# Text block:
========================================================================

In theory, in the long term, the difference between the two would shrink as graphics technology improves.  In the near term, the complete models are best seen as a window into a primarily virtual world and the augmented models a window into the real world.  The technical challenges of presenting a credible image of the real world needn’t be solved for augmented-reality devices, which is beneficial if the real world is the major visual focus of the applications.  For this piece, I need to use a different acronym for the two, so I’ll call anything that generates an augmented reality “AR” and the stuff that’s creating a virtual-world reality “VR”.

The applications of AR are the most compelling from an overall impact perspective.  I covered some when Google’s Glass came out, for consumers they include putting visual tags on things they’re passing, heads-up driving displays, or just social horseplay.  For workers, having a schematic of something they’re viewing in real time, displaying the steps that need to be taken in a manual task, warning them of interfering or incorrect conditions, are all good examples of valuable applications.

One thing that should be clear in all these applications is that we’re talking about mobile/wearable technology here, which means that the value of AR/VR outside pure fantasy world entertainment is going to depend on contextual processing of the stimulus that impacts their wearer.  You can’t augment reality for a user if you don’t know what reality is.

========================================================================

(Stored items from a collection)

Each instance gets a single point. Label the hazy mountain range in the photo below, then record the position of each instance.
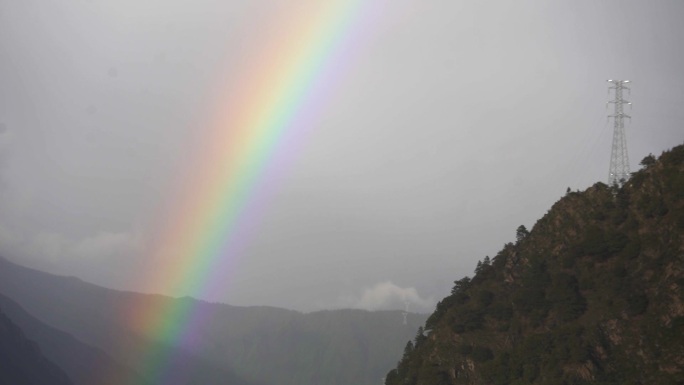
(78, 326)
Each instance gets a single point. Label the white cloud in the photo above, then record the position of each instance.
(56, 248)
(386, 295)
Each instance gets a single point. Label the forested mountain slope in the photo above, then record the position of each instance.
(593, 294)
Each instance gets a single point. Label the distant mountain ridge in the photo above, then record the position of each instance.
(83, 363)
(248, 345)
(22, 362)
(593, 294)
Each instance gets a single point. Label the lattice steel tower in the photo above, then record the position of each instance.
(619, 161)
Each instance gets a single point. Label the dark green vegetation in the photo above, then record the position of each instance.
(91, 336)
(593, 294)
(21, 361)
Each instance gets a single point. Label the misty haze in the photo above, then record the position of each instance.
(289, 191)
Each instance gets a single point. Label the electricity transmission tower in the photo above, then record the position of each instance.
(619, 161)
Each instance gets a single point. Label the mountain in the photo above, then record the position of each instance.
(82, 363)
(593, 294)
(21, 361)
(238, 345)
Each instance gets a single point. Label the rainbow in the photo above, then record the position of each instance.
(259, 124)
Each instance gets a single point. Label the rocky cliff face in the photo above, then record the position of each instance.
(594, 293)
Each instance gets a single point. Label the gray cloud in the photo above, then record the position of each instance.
(385, 296)
(452, 124)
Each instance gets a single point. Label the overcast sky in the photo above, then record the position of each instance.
(453, 123)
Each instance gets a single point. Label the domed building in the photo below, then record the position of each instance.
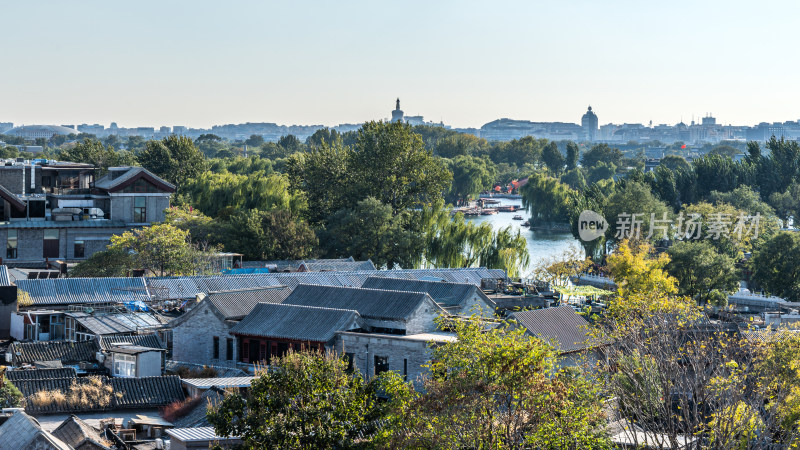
(40, 131)
(397, 114)
(590, 124)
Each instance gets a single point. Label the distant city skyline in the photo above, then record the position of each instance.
(203, 63)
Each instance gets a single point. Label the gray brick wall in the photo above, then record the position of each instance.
(366, 346)
(192, 340)
(30, 244)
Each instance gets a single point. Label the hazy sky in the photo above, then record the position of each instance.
(198, 63)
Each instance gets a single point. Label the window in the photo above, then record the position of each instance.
(79, 249)
(381, 364)
(50, 247)
(11, 244)
(349, 357)
(124, 365)
(140, 209)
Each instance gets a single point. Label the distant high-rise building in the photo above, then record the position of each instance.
(397, 114)
(589, 123)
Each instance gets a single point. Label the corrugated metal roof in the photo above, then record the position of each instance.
(302, 323)
(40, 374)
(220, 382)
(197, 434)
(115, 323)
(337, 266)
(239, 303)
(560, 325)
(370, 303)
(139, 340)
(5, 279)
(77, 433)
(66, 291)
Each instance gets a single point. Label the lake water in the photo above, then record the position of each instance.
(541, 244)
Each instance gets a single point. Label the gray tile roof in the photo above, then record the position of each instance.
(115, 323)
(222, 371)
(560, 325)
(139, 340)
(189, 287)
(443, 293)
(40, 374)
(149, 392)
(237, 304)
(5, 279)
(197, 416)
(64, 351)
(370, 303)
(338, 266)
(23, 431)
(63, 224)
(68, 291)
(75, 432)
(199, 434)
(302, 323)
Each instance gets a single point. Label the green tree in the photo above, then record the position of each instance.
(630, 198)
(211, 192)
(702, 273)
(270, 235)
(370, 230)
(776, 265)
(743, 198)
(162, 250)
(305, 400)
(496, 387)
(547, 200)
(106, 263)
(552, 158)
(575, 179)
(471, 176)
(325, 176)
(174, 158)
(325, 135)
(394, 167)
(573, 153)
(601, 171)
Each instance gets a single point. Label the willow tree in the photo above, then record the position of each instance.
(548, 200)
(455, 242)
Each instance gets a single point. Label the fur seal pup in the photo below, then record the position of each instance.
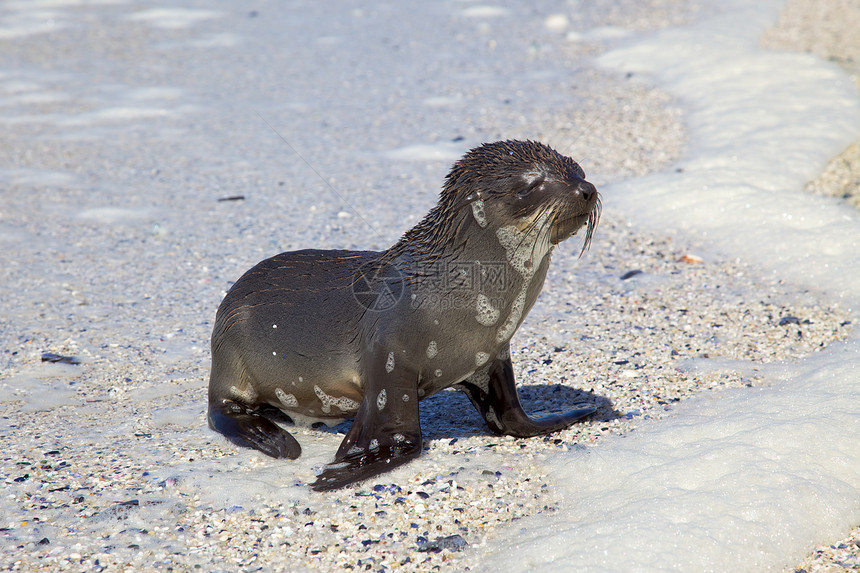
(367, 335)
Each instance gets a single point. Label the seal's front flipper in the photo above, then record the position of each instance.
(246, 427)
(494, 394)
(385, 434)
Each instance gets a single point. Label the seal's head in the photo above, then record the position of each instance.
(527, 183)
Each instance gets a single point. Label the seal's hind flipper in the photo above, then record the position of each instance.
(494, 394)
(248, 428)
(386, 433)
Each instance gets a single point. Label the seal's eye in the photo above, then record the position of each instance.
(530, 187)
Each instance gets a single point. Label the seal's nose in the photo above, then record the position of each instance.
(586, 189)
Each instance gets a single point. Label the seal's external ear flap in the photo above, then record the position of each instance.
(467, 200)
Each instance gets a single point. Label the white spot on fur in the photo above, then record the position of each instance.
(479, 213)
(524, 248)
(488, 315)
(491, 417)
(480, 379)
(287, 400)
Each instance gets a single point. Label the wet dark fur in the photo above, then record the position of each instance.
(293, 333)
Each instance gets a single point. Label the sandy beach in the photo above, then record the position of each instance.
(149, 155)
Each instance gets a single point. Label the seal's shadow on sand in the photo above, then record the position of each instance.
(449, 413)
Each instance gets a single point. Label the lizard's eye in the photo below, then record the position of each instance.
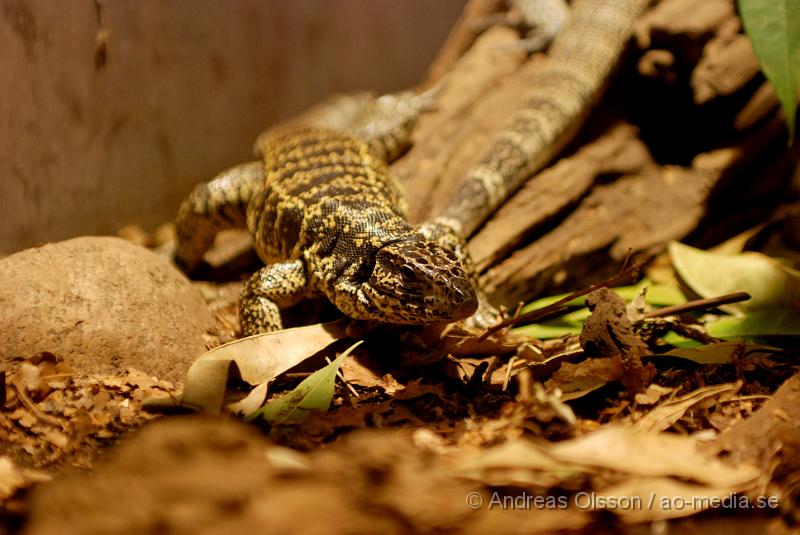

========================================================================

# Tasks to carry out:
a) Which consumer uses of AR does the text on augmented and virtual reality list?
b) Resume the text on augmented and virtual reality, continuing after its last sentence.

# Final answers:
a) Putting visual tags on things they're passing, heads-up driving displays, and social horseplay.

b)
There are two levels to augmenting reality, two layers of context.  One is what surrounds the user, what the user might be seeing or interacting with.  Think of this as a set of “information fields” that are emitted by things (yes, including IoT “things”).  Included are the geographic context of the user, the social context (who/what might be physically nearby or socially connected), and the “retail” context representing things that might be offered to the user.  The second level is the user’s attention, which means what the user is looking at.  You can’t provide any useful form of AR without reading the location/focus of the user’s eyes.  Fortunately, that technology has existed in high-end cameras for a long time.

AR would demand that you position augmented elements in the visual field at the point where the real element they represented was seen.  However, if you were to move your eyes away from a real element that should probably signal a loss of interest, which should then result in dimming or removing the augmentation elements associated with it.  Otherwise you clutter up the visual field with augmentations and you can’t see the real world any longer.

As I said earlier here, and in prior blogs on AR/VR, there is tremendous potential for the space, but you can’t realize it by focusing on the device alone.  You have to be able to frame AR in a real context or it’s just gaming, whatever technology you use.  The second of our two layers of context could be addressed in the device but not the first.

At its best, AR could be a driver for contextual behavior support, which I’ve also talked about before.  Those “fields” that are emitted by various “things” could, if organized and cataloged, serve to tell an application what a user is seeing given the orientation and focus of their VR headset.  If you have this kind of input you can augment reality; if not then you’re really not moving the ball much and you’re limiting the utility and impact of your implementation.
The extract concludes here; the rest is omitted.